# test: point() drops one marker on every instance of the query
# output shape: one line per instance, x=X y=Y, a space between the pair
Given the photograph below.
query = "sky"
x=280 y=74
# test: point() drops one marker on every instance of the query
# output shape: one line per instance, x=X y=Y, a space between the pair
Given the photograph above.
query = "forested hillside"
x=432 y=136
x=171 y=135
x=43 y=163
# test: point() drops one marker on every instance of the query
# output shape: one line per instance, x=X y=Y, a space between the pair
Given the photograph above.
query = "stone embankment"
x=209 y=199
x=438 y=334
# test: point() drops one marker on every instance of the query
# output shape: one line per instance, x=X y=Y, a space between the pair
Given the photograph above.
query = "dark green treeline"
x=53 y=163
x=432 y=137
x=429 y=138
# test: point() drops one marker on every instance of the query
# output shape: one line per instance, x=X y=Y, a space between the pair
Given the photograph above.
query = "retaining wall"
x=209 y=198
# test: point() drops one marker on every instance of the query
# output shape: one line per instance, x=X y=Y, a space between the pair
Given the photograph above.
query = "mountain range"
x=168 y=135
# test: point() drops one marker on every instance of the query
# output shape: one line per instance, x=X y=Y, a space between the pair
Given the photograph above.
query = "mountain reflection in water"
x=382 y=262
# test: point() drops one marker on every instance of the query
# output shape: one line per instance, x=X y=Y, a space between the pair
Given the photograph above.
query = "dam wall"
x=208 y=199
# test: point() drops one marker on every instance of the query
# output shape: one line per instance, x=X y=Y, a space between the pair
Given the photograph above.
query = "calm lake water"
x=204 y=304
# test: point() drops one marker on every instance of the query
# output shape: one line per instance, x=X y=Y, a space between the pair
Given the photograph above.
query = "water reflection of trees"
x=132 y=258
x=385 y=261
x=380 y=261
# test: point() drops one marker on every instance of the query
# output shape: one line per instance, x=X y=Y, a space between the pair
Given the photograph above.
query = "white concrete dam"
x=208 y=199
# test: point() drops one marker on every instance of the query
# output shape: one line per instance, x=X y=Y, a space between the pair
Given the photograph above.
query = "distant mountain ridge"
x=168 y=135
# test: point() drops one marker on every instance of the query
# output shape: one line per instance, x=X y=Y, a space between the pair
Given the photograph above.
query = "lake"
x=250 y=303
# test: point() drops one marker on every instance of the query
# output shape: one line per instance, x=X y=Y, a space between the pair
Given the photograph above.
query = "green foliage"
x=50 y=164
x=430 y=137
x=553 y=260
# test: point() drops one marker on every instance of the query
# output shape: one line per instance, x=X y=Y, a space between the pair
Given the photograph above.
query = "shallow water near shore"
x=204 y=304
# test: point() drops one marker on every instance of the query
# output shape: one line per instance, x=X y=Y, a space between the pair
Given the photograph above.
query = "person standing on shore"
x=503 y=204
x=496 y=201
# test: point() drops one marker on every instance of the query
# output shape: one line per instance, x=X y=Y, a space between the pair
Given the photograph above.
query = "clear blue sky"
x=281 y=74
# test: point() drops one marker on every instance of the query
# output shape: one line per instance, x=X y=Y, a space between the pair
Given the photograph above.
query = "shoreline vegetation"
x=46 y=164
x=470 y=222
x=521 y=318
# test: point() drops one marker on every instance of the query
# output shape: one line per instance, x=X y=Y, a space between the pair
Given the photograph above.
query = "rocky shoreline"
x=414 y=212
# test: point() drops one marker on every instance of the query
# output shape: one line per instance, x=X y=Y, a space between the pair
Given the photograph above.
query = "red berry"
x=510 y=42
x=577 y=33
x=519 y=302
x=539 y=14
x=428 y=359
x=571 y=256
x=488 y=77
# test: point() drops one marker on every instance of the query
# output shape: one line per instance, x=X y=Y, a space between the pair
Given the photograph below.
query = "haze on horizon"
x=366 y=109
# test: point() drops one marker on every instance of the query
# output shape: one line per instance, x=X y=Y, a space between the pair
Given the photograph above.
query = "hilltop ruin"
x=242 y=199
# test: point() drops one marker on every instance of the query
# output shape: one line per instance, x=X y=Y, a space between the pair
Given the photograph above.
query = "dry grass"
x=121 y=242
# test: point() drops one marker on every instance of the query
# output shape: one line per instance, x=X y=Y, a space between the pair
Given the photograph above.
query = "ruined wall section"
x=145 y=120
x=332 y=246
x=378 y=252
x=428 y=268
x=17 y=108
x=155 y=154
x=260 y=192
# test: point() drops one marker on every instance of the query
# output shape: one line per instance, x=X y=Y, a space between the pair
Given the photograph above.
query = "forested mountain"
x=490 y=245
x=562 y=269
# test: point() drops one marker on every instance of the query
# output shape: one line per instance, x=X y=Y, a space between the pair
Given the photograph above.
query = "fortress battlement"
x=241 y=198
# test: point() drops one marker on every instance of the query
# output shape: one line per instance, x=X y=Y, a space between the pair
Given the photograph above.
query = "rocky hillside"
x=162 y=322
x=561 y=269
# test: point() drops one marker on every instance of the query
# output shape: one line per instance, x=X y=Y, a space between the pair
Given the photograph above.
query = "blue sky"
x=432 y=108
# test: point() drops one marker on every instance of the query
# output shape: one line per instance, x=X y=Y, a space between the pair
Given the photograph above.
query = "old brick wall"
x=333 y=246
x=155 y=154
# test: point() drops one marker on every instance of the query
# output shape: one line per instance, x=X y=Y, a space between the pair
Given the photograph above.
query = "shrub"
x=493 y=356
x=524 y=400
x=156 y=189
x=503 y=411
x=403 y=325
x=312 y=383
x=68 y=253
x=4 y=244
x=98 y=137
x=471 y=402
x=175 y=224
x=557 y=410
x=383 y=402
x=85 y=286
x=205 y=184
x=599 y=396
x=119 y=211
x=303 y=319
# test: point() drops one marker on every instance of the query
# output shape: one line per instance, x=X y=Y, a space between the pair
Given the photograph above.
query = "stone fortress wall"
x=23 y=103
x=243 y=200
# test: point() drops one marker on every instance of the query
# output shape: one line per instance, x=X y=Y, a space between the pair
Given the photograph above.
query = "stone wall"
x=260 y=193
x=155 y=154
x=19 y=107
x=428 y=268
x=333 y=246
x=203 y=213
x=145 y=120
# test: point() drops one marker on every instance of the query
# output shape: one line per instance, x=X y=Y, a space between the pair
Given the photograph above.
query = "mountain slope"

____

--- Task to complete ---
Write out the entries above word for word.

--- Exercise solution ---
# test: point() drops one marker on every instance of the query
# output shape: one line per instance, x=X y=Y, a space between the pair
Given the photograph below.
query = "sky"
x=280 y=74
# test: point() drops one marker on every instance of the query
# output shape: one line per instance, x=X y=Y, a space between the pair
Given the photograph above.
query = "forested hillside"
x=432 y=136
x=171 y=135
x=43 y=163
# test: point() drops one marker on every instance of the query
# output shape: one line per instance, x=X y=Y, a space between the pair
Given the photograph above.
query = "stone embankment"
x=209 y=199
x=438 y=334
# test: point() drops one marker on every instance of the query
# output shape: one line per instance, x=X y=Y, a space between the pair
Given the photograph above.
query = "dark green treeline"
x=53 y=163
x=432 y=137
x=429 y=138
# test: point() drops one marker on every instance of the query
# output shape: one line per instance, x=X y=Y, a space between the pair
Given the photograph above.
query = "retaining wall"
x=209 y=198
# test: point() drops one marker on every instance of the query
# output shape: one line per instance, x=X y=Y, a space between the pair
Given the photograph above.
query = "mountain range"
x=168 y=135
# test: point() drops one marker on every instance of the query
# output shape: one line per instance, x=X y=Y, a space between the pair
Given the photograph above.
query = "mountain reflection in water"
x=382 y=262
# test: point() drops one marker on every instance of the query
# output shape: one line per instance, x=X y=Y, a space between the pair
Given the photograph above.
query = "dam wall"
x=208 y=199
# test: point() drops one marker on every instance of the query
# output shape: one line per instance, x=X y=Y, a space between the pair
Given the photograph above.
query = "calm lake water"
x=204 y=304
# test: point() drops one marker on every instance of the query
# output shape: one line per instance, x=X y=Y, a space between the pair
Given the photograph above.
query = "water reflection of trees"
x=132 y=258
x=385 y=261
x=380 y=261
# test: point() drops one marker on every instance of the query
# output shape: one line per instance, x=X y=Y, a space between the pair
Given the photograph above.
query = "white concrete dam"
x=208 y=199
# test: point() drops one marker on every instance of the query
# output shape: one line per instance, x=X y=Y, a space between the pair
Given the photograph above.
query = "distant mountain ridge"
x=168 y=135
# test: point() drops one marker on every instance of the query
# output shape: one line per instance, x=X y=Y, a space between the pair
Given the photograph above.
query = "lake"
x=250 y=303
# test: point() drops one marker on every instance of the query
# output shape: one line per instance, x=X y=Y, a space between the pair
Given the photograph above.
query = "green foliage"
x=50 y=164
x=430 y=137
x=553 y=260
# test: point() drops one marker on every instance of the query
# output shape: one line per instance, x=X y=Y, a space between the pair
Given the photograph above.
query = "shallow water near shore"
x=204 y=304
# test: point() drops one marker on every instance of the query
# output shape: one line per instance, x=X y=Y, a space between the pair
Given the photograph above.
query = "person standing on shore"
x=503 y=204
x=496 y=201
# test: point() drops one marker on every instance of the query
# output shape: one line per instance, x=X y=Y, a space between the pair
Given the photograph above.
query = "clear blue sky"
x=281 y=74
# test: point() drops one marker on every instance of the query
# output shape: one line per instance, x=X y=Y, a space between the pair
Given the photograph above.
query = "shoreline vegetation"
x=46 y=164
x=470 y=222
x=521 y=318
# test: point() drops one marker on every instance of the query
# output shape: one line per instance, x=X y=Y, a space between the pair
Given the photograph above.
query = "rocky shoreline"
x=414 y=212
# test: point() drops one marker on every instance of the query
# output shape: one line per instance, x=X y=Y, a space between the pair
Given the photograph above.
query = "red berry"
x=510 y=42
x=577 y=33
x=519 y=302
x=539 y=14
x=428 y=359
x=571 y=256
x=488 y=77
# test: point() drops one marker on every instance of the query
# output shape: one line per instance, x=X y=Y, a space between the pair
Given the photograph below.
query = "haze on horizon"
x=366 y=109
# test: point() drops one marker on every instance of the query
# output shape: one line per instance, x=X y=Y, a space between the pair
Given the photograph above.
query = "hilltop ruin"
x=242 y=199
# test: point() drops one marker on every instance of the query
# output shape: one line per instance, x=X y=Y, a space between the pair
Given the photograph above.
query = "dry grass"
x=121 y=242
# test: point() drops one marker on every instance of the query
# output shape: one line per instance, x=X y=Y, a space between the pair
Given the photograph above.
query = "ruined wall section"
x=145 y=120
x=332 y=246
x=378 y=252
x=428 y=268
x=17 y=108
x=155 y=154
x=260 y=192
# test: point() drops one marker on every instance of the query
# output shape: one line per instance, x=X y=Y, a space between the pair
Given the photograph above.
query = "forested mountain"
x=490 y=245
x=562 y=269
# test: point() drops one marker on every instance of the query
# output shape: one line per instance, x=X y=Y, a space between the pair
Given the photograph above.
query = "fortress battlement"
x=241 y=198
# test: point() drops one marker on every instance of the query
# output shape: one line per instance, x=X y=Y, a space between the pair
Given the photograph above.
query = "rocky hillside"
x=162 y=322
x=561 y=269
# test: point() drops one marker on every instance of the query
# output shape: one line per instance, x=X y=Y, a space between the pair
Given the photograph above.
query = "blue sky"
x=432 y=108
# test: point() drops one marker on every instance of the query
# output shape: one line per instance, x=X y=Y, a space between the pair
Given the photograph above.
query = "old brick wall"
x=333 y=246
x=155 y=154
# test: point() drops one marker on every instance of the query
# output shape: one line per instance, x=X y=Y, a space between the pair
Given the photograph above.
query = "shrub"
x=493 y=356
x=524 y=400
x=156 y=189
x=503 y=411
x=403 y=325
x=312 y=383
x=68 y=253
x=4 y=244
x=98 y=137
x=471 y=402
x=175 y=224
x=557 y=410
x=383 y=402
x=85 y=286
x=205 y=184
x=599 y=396
x=119 y=211
x=303 y=319
# test: point() drops one marker on every instance of the query
# output shape: one line per instance, x=X y=Y, a space between the pair
Given the photograph above.
query = "stone fortress wall"
x=23 y=103
x=243 y=200
# test: point() drops one marker on every instance of the query
# output shape: one line per instance, x=X y=Y, a space between the pair
Given the photograph above.
query = "stone wall"
x=260 y=193
x=155 y=154
x=19 y=107
x=428 y=268
x=333 y=246
x=203 y=213
x=145 y=120
# test: point() drops one marker on every instance of the query
# output shape: one line per instance, x=X y=Y, a space between the pair
Given the photograph above.
query = "mountain slope"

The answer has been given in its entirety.